• Required work:
Copy out every one of the items below line for line, changing no character.

• Provided data:
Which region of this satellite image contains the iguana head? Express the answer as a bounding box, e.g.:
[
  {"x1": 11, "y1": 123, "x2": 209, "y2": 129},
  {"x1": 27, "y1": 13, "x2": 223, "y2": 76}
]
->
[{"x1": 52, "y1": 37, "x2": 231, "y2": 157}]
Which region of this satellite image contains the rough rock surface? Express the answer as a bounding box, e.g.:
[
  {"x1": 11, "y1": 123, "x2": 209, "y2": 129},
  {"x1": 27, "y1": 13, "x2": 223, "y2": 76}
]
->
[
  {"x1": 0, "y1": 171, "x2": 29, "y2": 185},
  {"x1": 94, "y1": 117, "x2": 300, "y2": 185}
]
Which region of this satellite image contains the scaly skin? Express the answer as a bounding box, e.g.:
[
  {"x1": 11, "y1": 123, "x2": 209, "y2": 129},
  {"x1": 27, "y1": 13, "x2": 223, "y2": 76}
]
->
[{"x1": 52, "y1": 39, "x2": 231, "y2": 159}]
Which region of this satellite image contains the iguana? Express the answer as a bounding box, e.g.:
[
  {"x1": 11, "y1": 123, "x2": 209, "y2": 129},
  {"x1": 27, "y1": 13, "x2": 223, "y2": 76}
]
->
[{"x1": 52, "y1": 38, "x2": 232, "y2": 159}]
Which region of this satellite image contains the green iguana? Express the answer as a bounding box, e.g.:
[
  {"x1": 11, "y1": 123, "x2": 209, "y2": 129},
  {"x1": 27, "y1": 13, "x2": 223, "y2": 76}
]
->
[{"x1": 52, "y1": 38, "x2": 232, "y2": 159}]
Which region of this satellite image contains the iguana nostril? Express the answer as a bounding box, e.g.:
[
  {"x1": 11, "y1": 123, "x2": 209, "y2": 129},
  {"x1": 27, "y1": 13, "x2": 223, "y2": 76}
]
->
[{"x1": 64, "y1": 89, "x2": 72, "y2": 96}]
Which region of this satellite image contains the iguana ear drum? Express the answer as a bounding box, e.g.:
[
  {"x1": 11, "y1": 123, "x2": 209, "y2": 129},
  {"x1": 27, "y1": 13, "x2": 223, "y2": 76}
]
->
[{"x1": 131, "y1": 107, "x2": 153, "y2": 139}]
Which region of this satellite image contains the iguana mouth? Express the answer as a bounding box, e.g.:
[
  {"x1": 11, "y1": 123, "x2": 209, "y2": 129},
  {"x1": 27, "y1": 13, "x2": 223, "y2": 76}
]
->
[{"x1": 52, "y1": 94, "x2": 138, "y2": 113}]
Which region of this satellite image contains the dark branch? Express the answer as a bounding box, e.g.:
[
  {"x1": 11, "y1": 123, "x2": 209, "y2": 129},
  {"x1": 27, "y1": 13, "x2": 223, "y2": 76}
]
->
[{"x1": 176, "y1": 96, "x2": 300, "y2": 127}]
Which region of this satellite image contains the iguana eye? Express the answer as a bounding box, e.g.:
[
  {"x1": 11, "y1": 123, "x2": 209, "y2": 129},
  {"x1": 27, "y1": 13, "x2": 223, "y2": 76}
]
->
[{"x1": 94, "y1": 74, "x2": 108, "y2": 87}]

• Result for this task:
Which region of this satellite image contains the iguana head? Express the answer as a bounding box, e.g.:
[
  {"x1": 11, "y1": 123, "x2": 209, "y2": 129},
  {"x1": 27, "y1": 13, "x2": 223, "y2": 76}
]
->
[{"x1": 52, "y1": 37, "x2": 231, "y2": 157}]
Which region of this satellite image contains the rough rock surface? Express the answer as a bounding box, e.g.:
[
  {"x1": 11, "y1": 123, "x2": 209, "y2": 129},
  {"x1": 27, "y1": 13, "x2": 223, "y2": 76}
]
->
[
  {"x1": 0, "y1": 171, "x2": 29, "y2": 185},
  {"x1": 94, "y1": 117, "x2": 300, "y2": 185}
]
Which region of this satellite image contains the scaly skin? Express the answer as a bounding box, e.g.:
[
  {"x1": 11, "y1": 123, "x2": 209, "y2": 129},
  {"x1": 27, "y1": 13, "x2": 223, "y2": 76}
]
->
[{"x1": 52, "y1": 39, "x2": 231, "y2": 159}]
Which region of this satellite image contains the iguana? Express the answer as a bounding box, e.g.:
[
  {"x1": 11, "y1": 123, "x2": 209, "y2": 129},
  {"x1": 27, "y1": 13, "x2": 223, "y2": 76}
]
->
[{"x1": 52, "y1": 38, "x2": 232, "y2": 159}]
Which region of this satellite image contains the green iguana? Express the answer as a bounding box, e.g.:
[
  {"x1": 11, "y1": 123, "x2": 209, "y2": 129},
  {"x1": 27, "y1": 13, "x2": 223, "y2": 76}
]
->
[{"x1": 52, "y1": 38, "x2": 232, "y2": 159}]
Which region of this satellite image contains the iguana nostril? Express the answer as a bounding box, e.g.:
[
  {"x1": 11, "y1": 123, "x2": 209, "y2": 129},
  {"x1": 27, "y1": 13, "x2": 223, "y2": 76}
]
->
[{"x1": 64, "y1": 89, "x2": 72, "y2": 96}]
Which region of this satellite image contains the iguana ear drum? Express the answer as a bounding box, e.g.:
[
  {"x1": 11, "y1": 123, "x2": 209, "y2": 129},
  {"x1": 27, "y1": 13, "x2": 223, "y2": 76}
]
->
[{"x1": 131, "y1": 107, "x2": 153, "y2": 139}]
Which region of this satellite image contains the iguana mouth? Express the answer as a bounding box, e.g.:
[
  {"x1": 11, "y1": 123, "x2": 209, "y2": 129},
  {"x1": 27, "y1": 13, "x2": 223, "y2": 76}
]
->
[{"x1": 52, "y1": 94, "x2": 138, "y2": 113}]
Which region of this satellite image contains the dark branch? Express the answer as a bounding box, e.g.:
[
  {"x1": 11, "y1": 123, "x2": 209, "y2": 129},
  {"x1": 27, "y1": 13, "x2": 223, "y2": 76}
]
->
[{"x1": 176, "y1": 96, "x2": 300, "y2": 127}]
Which region of this satellite image contains the iguana eye? Express the answer as a bounding box, e.g.:
[
  {"x1": 11, "y1": 123, "x2": 209, "y2": 129},
  {"x1": 27, "y1": 13, "x2": 223, "y2": 76}
]
->
[{"x1": 94, "y1": 74, "x2": 108, "y2": 87}]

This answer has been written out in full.